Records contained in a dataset
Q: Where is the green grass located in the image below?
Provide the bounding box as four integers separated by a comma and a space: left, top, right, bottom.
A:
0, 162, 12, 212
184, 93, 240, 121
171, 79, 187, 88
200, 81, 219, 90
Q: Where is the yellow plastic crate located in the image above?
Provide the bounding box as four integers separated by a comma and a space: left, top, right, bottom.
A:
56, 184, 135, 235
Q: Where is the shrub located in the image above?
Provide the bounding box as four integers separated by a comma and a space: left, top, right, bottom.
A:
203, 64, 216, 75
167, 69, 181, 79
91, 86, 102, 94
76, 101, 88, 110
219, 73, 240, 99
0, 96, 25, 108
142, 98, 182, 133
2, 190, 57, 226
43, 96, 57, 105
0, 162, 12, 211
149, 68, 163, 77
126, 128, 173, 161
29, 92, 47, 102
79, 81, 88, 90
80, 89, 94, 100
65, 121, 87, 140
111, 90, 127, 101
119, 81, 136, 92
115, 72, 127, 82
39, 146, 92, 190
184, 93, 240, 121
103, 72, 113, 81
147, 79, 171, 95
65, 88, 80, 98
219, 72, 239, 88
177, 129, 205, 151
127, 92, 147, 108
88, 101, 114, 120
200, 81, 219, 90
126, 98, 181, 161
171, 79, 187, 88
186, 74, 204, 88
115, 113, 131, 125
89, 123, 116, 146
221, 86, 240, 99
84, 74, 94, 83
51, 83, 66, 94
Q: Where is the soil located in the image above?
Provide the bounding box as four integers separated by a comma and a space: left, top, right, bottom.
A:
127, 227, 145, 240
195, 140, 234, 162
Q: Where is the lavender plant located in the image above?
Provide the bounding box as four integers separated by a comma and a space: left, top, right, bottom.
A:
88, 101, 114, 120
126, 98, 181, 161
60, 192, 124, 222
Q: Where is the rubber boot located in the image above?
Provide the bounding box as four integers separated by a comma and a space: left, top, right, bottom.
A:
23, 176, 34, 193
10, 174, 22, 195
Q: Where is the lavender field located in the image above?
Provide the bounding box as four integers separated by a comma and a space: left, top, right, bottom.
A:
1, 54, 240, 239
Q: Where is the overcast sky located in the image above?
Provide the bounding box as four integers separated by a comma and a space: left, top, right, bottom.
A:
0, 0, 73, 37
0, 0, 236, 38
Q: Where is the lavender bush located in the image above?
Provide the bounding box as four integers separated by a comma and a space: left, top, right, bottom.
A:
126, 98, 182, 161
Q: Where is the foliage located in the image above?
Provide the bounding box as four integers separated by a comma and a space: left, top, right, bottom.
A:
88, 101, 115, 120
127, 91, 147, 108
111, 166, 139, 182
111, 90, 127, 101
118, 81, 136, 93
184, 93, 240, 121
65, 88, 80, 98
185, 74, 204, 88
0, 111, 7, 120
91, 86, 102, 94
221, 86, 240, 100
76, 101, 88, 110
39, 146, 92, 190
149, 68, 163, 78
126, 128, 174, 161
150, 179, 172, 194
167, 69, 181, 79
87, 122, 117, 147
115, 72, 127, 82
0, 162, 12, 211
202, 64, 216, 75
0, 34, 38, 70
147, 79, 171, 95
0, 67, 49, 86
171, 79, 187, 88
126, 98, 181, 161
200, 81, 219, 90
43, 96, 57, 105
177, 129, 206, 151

Your instructions: Every entry is to be restated exactly, with no line dropped.

Written reply:
Q: Where is the green grass located in the image below?
Provide the bounding box as four integers separated by a comma and a space: left, top, right, bottom.
A:
0, 162, 12, 212
184, 93, 240, 121
171, 79, 187, 88
200, 81, 219, 90
Q: Where is the yellow plastic crate located in the image above?
Provide the bounding box as four integers separated by a comma and a space: left, top, right, bottom.
A:
56, 184, 135, 235
Q: Where is the shrub located in the image above?
Provide the bounding box as four integers separated by a comma and a space: left, top, right, bottom.
A:
203, 64, 216, 75
167, 69, 181, 79
91, 86, 102, 94
76, 101, 88, 110
219, 73, 240, 99
0, 96, 25, 108
142, 98, 182, 133
2, 190, 57, 226
43, 96, 57, 105
0, 162, 12, 211
149, 68, 163, 77
126, 128, 173, 161
29, 92, 47, 102
79, 81, 88, 90
80, 89, 94, 100
65, 121, 87, 140
111, 90, 127, 101
119, 81, 136, 92
115, 72, 127, 82
39, 146, 92, 190
184, 93, 240, 121
103, 72, 113, 81
147, 79, 171, 95
65, 88, 80, 98
219, 72, 239, 88
177, 129, 205, 151
127, 92, 147, 108
88, 101, 114, 120
200, 81, 219, 90
126, 98, 181, 161
171, 79, 187, 88
186, 74, 204, 88
115, 113, 131, 125
89, 123, 116, 146
221, 86, 240, 99
84, 74, 94, 83
51, 83, 66, 94
Q: Where is the soil located in the image above?
Provide the bounding box as four integers separated by a comma and a space: left, top, right, bottom.
A:
127, 227, 145, 240
195, 140, 234, 162
Q: Where is the lavender plant located in the image above?
Provide the bounding box as four integers separated by a comma and a space: left, top, right, bottom.
A:
88, 101, 114, 120
126, 98, 181, 161
60, 192, 124, 222
Q: Where is the rubber boot located in the image above?
Provide the bounding box as four integers separated by a comma and a space: left, top, right, bottom.
A:
23, 176, 34, 193
10, 174, 22, 195
Q: Where is the lavender field located in the image above?
Provide the bounding box as four integers separated by a comma and a space: left, top, right, bottom.
A:
1, 54, 240, 239
Q: Where is the overcast sky located in the image above?
Provide the bounding box as four integers separated by a comma and a space: left, top, right, bottom.
A:
0, 0, 73, 37
0, 0, 236, 38
Q: Where is the lavender bush located in the image above?
Provide the bounding box as four integers separated by a comma and a space: left, top, right, bottom.
A:
126, 98, 182, 161
Q: Where is the foliage located in the image above?
Provide the bounding box as four integers separated by a comma and a space: left, top, right, bottom.
A:
88, 101, 115, 120
127, 91, 147, 108
111, 166, 139, 182
111, 90, 127, 101
118, 81, 136, 93
184, 93, 240, 121
65, 88, 80, 98
185, 74, 204, 88
0, 111, 7, 120
91, 86, 102, 94
221, 86, 240, 100
76, 101, 88, 110
39, 146, 92, 190
149, 68, 163, 78
126, 128, 174, 161
150, 179, 172, 194
167, 69, 181, 79
87, 122, 117, 147
115, 72, 127, 82
0, 162, 12, 211
202, 64, 216, 75
0, 34, 38, 70
147, 79, 171, 95
0, 67, 49, 86
171, 79, 187, 88
126, 98, 181, 161
200, 81, 219, 90
43, 96, 57, 105
177, 129, 206, 151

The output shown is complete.